# EXERCISE REQUIREMENTS
Swap every occurrence of "holes" for "gaps" across all the entries below, leaving everything else unchanged, and omit the pictures from your output.

# Extracted entries
(begin)

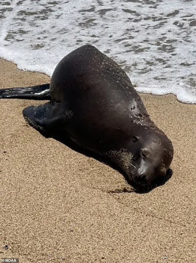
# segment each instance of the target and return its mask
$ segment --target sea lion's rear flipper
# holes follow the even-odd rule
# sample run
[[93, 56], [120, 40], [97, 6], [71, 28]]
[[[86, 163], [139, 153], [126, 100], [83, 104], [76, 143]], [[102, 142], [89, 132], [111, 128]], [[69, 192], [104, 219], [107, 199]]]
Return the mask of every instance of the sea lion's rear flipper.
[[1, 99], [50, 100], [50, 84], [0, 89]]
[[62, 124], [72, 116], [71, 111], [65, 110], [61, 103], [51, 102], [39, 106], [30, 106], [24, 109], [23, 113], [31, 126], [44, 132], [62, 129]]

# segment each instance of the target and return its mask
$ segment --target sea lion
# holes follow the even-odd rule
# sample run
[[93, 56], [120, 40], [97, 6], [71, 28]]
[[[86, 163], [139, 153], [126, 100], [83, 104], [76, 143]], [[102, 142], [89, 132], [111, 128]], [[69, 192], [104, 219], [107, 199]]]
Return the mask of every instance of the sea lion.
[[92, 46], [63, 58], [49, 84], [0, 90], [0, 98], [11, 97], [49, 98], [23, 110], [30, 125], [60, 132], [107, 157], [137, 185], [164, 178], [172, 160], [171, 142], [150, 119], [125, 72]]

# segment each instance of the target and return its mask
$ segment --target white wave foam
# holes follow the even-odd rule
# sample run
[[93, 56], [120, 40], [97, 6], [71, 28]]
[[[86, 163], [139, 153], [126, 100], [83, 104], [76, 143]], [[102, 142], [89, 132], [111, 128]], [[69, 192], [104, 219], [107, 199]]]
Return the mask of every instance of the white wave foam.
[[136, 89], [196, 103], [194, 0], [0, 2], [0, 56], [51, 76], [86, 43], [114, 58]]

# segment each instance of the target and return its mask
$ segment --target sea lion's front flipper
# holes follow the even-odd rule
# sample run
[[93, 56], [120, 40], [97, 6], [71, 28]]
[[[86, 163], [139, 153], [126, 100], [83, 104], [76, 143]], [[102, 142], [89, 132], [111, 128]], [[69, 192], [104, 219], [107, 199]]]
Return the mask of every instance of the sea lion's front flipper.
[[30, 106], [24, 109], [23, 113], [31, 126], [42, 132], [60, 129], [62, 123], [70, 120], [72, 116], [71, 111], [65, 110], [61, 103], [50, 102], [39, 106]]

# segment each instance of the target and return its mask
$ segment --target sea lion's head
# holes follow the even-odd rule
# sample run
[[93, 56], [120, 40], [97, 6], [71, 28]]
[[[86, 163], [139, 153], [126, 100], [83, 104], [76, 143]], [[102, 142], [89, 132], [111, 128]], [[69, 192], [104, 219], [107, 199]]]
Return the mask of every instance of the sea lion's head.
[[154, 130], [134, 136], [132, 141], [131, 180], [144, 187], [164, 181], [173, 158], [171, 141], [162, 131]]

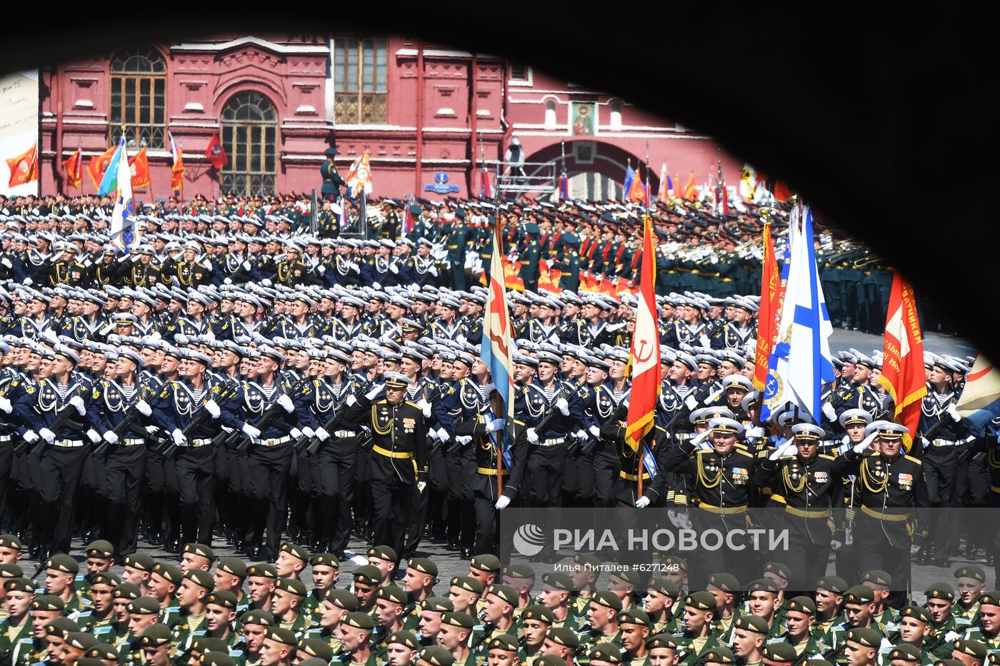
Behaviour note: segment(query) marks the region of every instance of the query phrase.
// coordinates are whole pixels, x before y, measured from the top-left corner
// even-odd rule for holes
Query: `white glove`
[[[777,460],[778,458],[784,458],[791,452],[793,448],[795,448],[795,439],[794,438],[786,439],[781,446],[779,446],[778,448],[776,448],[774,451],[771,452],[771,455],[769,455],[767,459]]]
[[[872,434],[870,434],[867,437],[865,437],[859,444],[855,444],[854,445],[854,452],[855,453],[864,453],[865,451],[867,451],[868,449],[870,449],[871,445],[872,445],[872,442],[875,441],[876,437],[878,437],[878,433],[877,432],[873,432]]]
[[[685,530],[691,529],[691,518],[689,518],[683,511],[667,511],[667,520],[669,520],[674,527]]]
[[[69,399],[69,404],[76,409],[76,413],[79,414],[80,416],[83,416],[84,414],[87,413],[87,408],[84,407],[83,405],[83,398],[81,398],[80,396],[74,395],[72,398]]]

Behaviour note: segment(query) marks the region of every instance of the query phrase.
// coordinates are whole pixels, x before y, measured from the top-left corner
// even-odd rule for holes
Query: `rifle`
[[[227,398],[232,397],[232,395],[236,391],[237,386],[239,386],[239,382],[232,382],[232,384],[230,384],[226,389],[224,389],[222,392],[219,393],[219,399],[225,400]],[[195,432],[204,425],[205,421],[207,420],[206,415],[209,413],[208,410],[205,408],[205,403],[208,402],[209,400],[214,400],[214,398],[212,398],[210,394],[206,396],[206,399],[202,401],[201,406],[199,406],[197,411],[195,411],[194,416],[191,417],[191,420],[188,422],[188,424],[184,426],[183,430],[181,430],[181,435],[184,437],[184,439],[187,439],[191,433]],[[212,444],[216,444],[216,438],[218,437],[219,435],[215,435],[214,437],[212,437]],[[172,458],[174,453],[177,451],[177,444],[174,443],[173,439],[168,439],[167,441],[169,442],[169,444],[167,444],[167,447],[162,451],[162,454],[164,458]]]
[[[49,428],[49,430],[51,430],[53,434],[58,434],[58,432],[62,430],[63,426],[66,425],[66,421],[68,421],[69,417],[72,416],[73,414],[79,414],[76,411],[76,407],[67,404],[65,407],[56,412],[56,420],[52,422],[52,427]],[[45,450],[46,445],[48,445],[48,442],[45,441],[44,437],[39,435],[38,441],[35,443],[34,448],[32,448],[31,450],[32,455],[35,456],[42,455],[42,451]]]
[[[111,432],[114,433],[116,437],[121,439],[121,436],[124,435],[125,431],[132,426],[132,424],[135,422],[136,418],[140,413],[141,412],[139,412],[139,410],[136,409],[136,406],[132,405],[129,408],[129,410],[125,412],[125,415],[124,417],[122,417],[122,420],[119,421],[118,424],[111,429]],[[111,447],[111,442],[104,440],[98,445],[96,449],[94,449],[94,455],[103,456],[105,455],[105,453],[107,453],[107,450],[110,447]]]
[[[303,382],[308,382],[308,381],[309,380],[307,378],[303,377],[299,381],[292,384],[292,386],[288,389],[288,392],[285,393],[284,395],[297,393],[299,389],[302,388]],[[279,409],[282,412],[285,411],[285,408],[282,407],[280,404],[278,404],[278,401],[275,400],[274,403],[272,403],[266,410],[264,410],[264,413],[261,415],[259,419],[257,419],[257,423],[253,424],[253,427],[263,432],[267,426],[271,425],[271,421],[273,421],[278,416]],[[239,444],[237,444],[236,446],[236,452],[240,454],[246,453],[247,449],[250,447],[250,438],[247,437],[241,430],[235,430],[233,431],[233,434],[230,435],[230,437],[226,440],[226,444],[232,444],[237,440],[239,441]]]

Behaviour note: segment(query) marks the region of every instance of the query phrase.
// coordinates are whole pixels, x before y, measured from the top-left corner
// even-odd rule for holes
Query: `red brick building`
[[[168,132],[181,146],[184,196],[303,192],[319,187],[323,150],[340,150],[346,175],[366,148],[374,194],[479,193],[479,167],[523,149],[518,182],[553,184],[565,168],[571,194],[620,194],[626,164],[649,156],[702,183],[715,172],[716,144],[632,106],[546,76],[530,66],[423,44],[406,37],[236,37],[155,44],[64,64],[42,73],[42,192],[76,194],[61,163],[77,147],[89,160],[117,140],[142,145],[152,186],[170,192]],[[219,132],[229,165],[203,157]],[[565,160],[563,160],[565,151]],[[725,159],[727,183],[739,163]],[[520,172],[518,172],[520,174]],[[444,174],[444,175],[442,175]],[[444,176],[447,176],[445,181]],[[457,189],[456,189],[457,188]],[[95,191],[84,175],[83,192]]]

(end)

# REPLY TO THE EXERCISE
# segment each instance of the target and return its mask
$ segment --target sea lion's rear flipper
# gaps follow the even-odd rule
# sample run
[[93, 56], [120, 40], [97, 6], [71, 28]]
[[[86, 163], [139, 153], [126, 100], [83, 104], [76, 143]], [[102, 142], [89, 132], [111, 128]], [[69, 192], [104, 219], [107, 199]]]
Return the mask of every instance of the sea lion's rear flipper.
[[1, 99], [50, 100], [50, 84], [0, 89]]
[[62, 124], [72, 116], [71, 111], [65, 110], [61, 103], [51, 102], [39, 106], [30, 106], [24, 109], [23, 113], [31, 126], [44, 132], [62, 129]]

# segment each instance of the target and return its mask
$ segment --target sea lion
# gaps follow the even-odd rule
# sample run
[[93, 56], [120, 40], [97, 6], [71, 28]]
[[[86, 163], [139, 153], [126, 100], [83, 104], [76, 143]], [[102, 142], [89, 132], [111, 128]], [[69, 192], [104, 219], [107, 199]]]
Return the mask of every instance of the sea lion.
[[92, 46], [63, 58], [49, 84], [0, 90], [0, 98], [11, 97], [49, 98], [23, 110], [30, 125], [60, 132], [107, 157], [137, 185], [164, 178], [172, 160], [171, 142], [150, 119], [125, 72]]

# segment each instance of the target and return its mask
$ segment --target white wave foam
# gaps follow the even-odd rule
# sample run
[[93, 56], [120, 40], [97, 6], [71, 28]]
[[[86, 163], [139, 153], [126, 100], [83, 104], [76, 143]], [[102, 142], [89, 132], [111, 128]], [[69, 192], [104, 219], [107, 199]]]
Return the mask of every instance of the white wave foam.
[[136, 89], [196, 103], [194, 0], [0, 2], [0, 56], [51, 76], [86, 43], [114, 58]]

# segment each instance of the target and return its mask
$ segment --target sea lion's front flipper
# gaps follow the even-odd rule
# sample run
[[93, 56], [120, 40], [97, 6], [71, 28]]
[[[86, 163], [139, 153], [126, 100], [83, 104], [76, 143]], [[102, 142], [89, 132], [111, 128]], [[69, 192], [104, 219], [107, 199]]]
Return the mask of every instance of the sea lion's front flipper.
[[30, 106], [24, 109], [23, 113], [31, 126], [42, 132], [60, 129], [62, 123], [70, 120], [72, 116], [71, 111], [65, 110], [61, 103], [50, 102], [39, 106]]

# segment each instance of the target and return its mask
$ segment --target sea lion's head
# gaps follow the even-odd rule
# sample run
[[93, 56], [120, 40], [97, 6], [71, 28]]
[[[86, 163], [139, 153], [126, 100], [83, 104], [76, 143]], [[102, 142], [89, 132], [111, 128]], [[69, 192], [104, 219], [107, 199]]]
Return the mask of every instance of the sea lion's head.
[[154, 130], [134, 136], [132, 141], [131, 180], [144, 187], [164, 181], [173, 158], [171, 141], [162, 131]]

Behaviour note: segment(query) marks the region of every instance of the query phrase.
// coordinates are whole pixels, x before y, measured from the top-left corner
// even-odd rule for gaps
Query: `white glove`
[[[777,460],[778,458],[784,458],[791,452],[793,448],[795,448],[795,439],[794,438],[786,439],[781,446],[779,446],[778,448],[776,448],[774,451],[771,452],[771,455],[769,455],[767,459]]]
[[[872,434],[870,434],[867,437],[865,437],[859,444],[855,444],[854,445],[854,452],[855,453],[864,453],[865,451],[867,451],[868,449],[870,449],[871,445],[872,445],[872,442],[875,441],[876,437],[878,437],[878,433],[877,432],[873,432]]]
[[[685,530],[691,529],[691,518],[689,518],[683,511],[667,511],[667,520],[669,520],[674,527]]]
[[[69,399],[69,404],[76,409],[76,413],[79,414],[80,416],[83,416],[84,414],[87,413],[87,408],[84,407],[83,405],[83,398],[81,398],[80,396],[74,395],[72,398]]]

Behaviour note: segment(query) marks the region of every instance of the query phrase.
// coordinates are whole pixels, x before y, measured from the top-left corner
// even-odd rule for gaps
Query: `rifle`
[[[227,398],[232,397],[232,395],[236,391],[237,386],[239,386],[239,382],[232,382],[232,384],[230,384],[226,389],[224,389],[222,392],[219,393],[219,399],[225,400]],[[195,432],[204,425],[205,421],[207,420],[206,415],[209,413],[208,410],[205,408],[205,403],[208,402],[209,400],[214,400],[214,398],[212,398],[210,394],[206,396],[206,399],[202,401],[201,406],[199,406],[197,411],[195,411],[194,416],[191,417],[191,420],[188,422],[188,424],[184,426],[183,430],[181,430],[181,435],[184,437],[184,439],[187,439],[191,433]],[[212,444],[216,444],[216,438],[218,437],[219,435],[215,435],[214,437],[212,437]],[[172,458],[174,453],[177,451],[177,444],[174,443],[173,439],[168,439],[167,441],[169,442],[169,444],[167,444],[167,447],[162,451],[162,454],[164,458]]]
[[[49,428],[49,430],[51,430],[53,434],[58,434],[58,432],[62,430],[63,426],[66,425],[66,421],[68,421],[69,417],[72,416],[73,414],[79,414],[76,411],[76,407],[67,404],[65,407],[56,412],[56,420],[52,422],[52,427]],[[45,450],[46,445],[48,445],[48,442],[45,441],[44,437],[39,435],[38,441],[35,443],[34,448],[32,448],[31,450],[32,455],[35,456],[42,455],[42,451]]]
[[[111,432],[114,433],[116,437],[121,439],[121,436],[124,435],[125,431],[132,426],[132,424],[135,422],[136,418],[140,413],[141,412],[139,412],[139,410],[136,409],[136,406],[132,405],[129,408],[129,410],[125,412],[125,415],[124,417],[122,417],[122,420],[119,421],[118,424],[111,429]],[[111,447],[111,442],[104,440],[98,445],[96,449],[94,449],[94,455],[103,456],[105,455],[105,453],[107,453],[107,450],[110,447]]]
[[[303,382],[308,382],[308,381],[309,380],[307,378],[303,377],[299,381],[292,384],[292,386],[288,389],[288,392],[285,393],[284,395],[297,393],[299,389],[302,388]],[[279,409],[282,412],[285,411],[285,408],[282,407],[280,404],[278,404],[278,401],[275,400],[274,403],[272,403],[266,410],[264,410],[264,413],[261,415],[259,419],[257,419],[257,423],[253,424],[253,427],[263,432],[267,426],[271,425],[271,421],[273,421],[278,416]],[[239,444],[237,444],[236,446],[236,452],[240,454],[246,453],[247,449],[250,447],[250,438],[247,437],[241,430],[235,430],[233,431],[233,434],[230,435],[230,437],[226,440],[226,444],[232,444],[237,440],[239,441]]]

Behaviour note: segment(query) marks the region of every instance of the query phrase.
// coordinates are whole pixels, x before y, measured from the top-left corner
// even-odd rule for gaps
Query: `red brick building`
[[[168,132],[181,146],[184,196],[303,192],[319,187],[323,150],[340,150],[346,175],[366,148],[374,194],[479,193],[479,167],[523,149],[518,182],[553,184],[565,168],[571,194],[620,194],[626,164],[649,156],[702,183],[715,172],[716,144],[632,106],[546,76],[530,66],[423,44],[406,37],[236,37],[155,44],[64,64],[42,73],[42,192],[76,194],[61,163],[77,147],[89,160],[117,140],[142,145],[152,186],[170,192]],[[219,132],[229,165],[203,157]],[[565,160],[563,160],[565,151]],[[725,159],[727,183],[739,163]],[[520,172],[518,172],[520,174]],[[444,174],[444,175],[442,175]],[[444,176],[447,176],[445,181]],[[457,189],[456,189],[457,188]],[[95,191],[84,175],[83,192]]]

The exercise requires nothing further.